:: Provided records ::
------

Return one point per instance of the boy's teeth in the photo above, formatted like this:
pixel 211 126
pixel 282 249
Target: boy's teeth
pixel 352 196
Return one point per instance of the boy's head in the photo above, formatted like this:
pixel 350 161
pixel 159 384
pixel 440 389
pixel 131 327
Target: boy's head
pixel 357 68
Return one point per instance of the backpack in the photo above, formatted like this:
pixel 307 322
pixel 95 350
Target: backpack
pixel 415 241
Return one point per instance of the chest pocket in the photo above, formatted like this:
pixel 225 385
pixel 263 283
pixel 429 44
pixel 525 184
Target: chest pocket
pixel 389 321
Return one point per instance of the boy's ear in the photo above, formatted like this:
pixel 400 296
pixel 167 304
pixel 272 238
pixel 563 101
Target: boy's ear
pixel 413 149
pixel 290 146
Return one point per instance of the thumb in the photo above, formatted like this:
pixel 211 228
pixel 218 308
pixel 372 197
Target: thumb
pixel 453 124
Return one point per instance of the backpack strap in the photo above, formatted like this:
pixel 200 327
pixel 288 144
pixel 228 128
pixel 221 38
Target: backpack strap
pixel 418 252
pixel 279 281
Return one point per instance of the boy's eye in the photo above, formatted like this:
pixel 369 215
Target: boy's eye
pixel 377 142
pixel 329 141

------

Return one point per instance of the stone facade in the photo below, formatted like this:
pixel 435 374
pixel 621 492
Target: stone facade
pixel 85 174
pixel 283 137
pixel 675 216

------

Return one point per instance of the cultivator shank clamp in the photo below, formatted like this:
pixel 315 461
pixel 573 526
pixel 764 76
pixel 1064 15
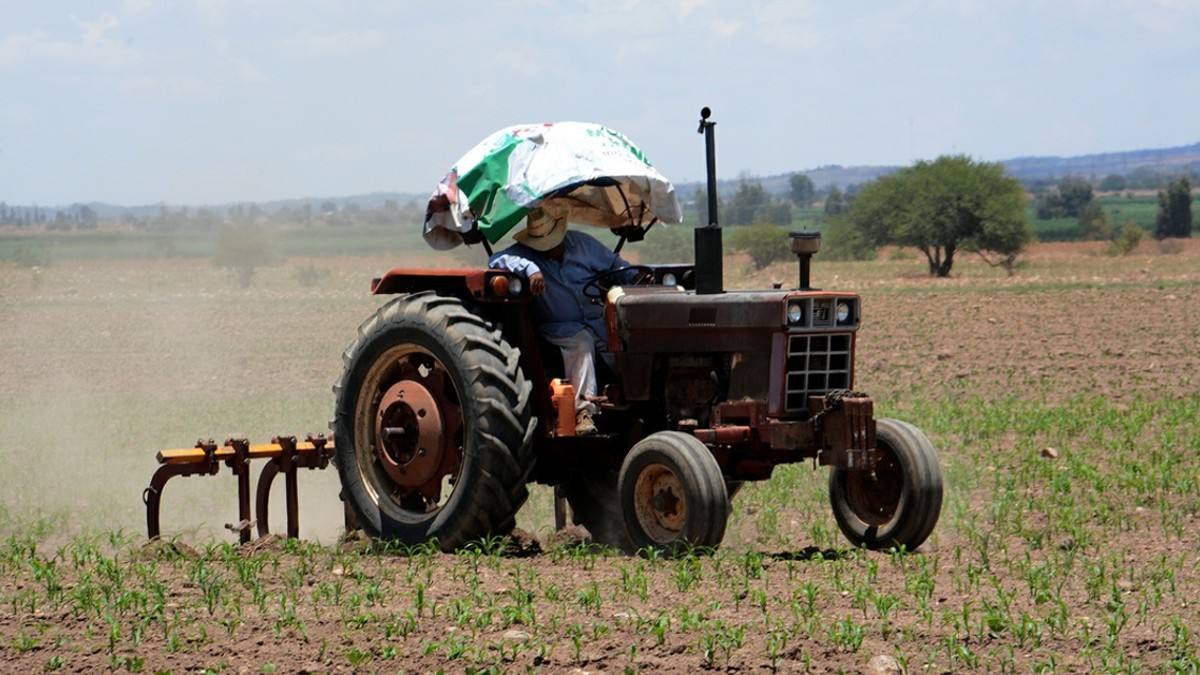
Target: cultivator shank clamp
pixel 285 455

------

:: Aim of the task ::
Present everything in the listing from the line containing "Return one point per instance of the stone" down to the line containing "pixel 675 216", both of those lines included, as a numbered list, skipping any blank lines.

:: Solution below ::
1. Return one point per instance of the stone facade in the photo below, formatted like this:
2. pixel 435 374
3. pixel 621 492
4. Target: stone facade
5. pixel 85 174
6. pixel 283 137
7. pixel 675 216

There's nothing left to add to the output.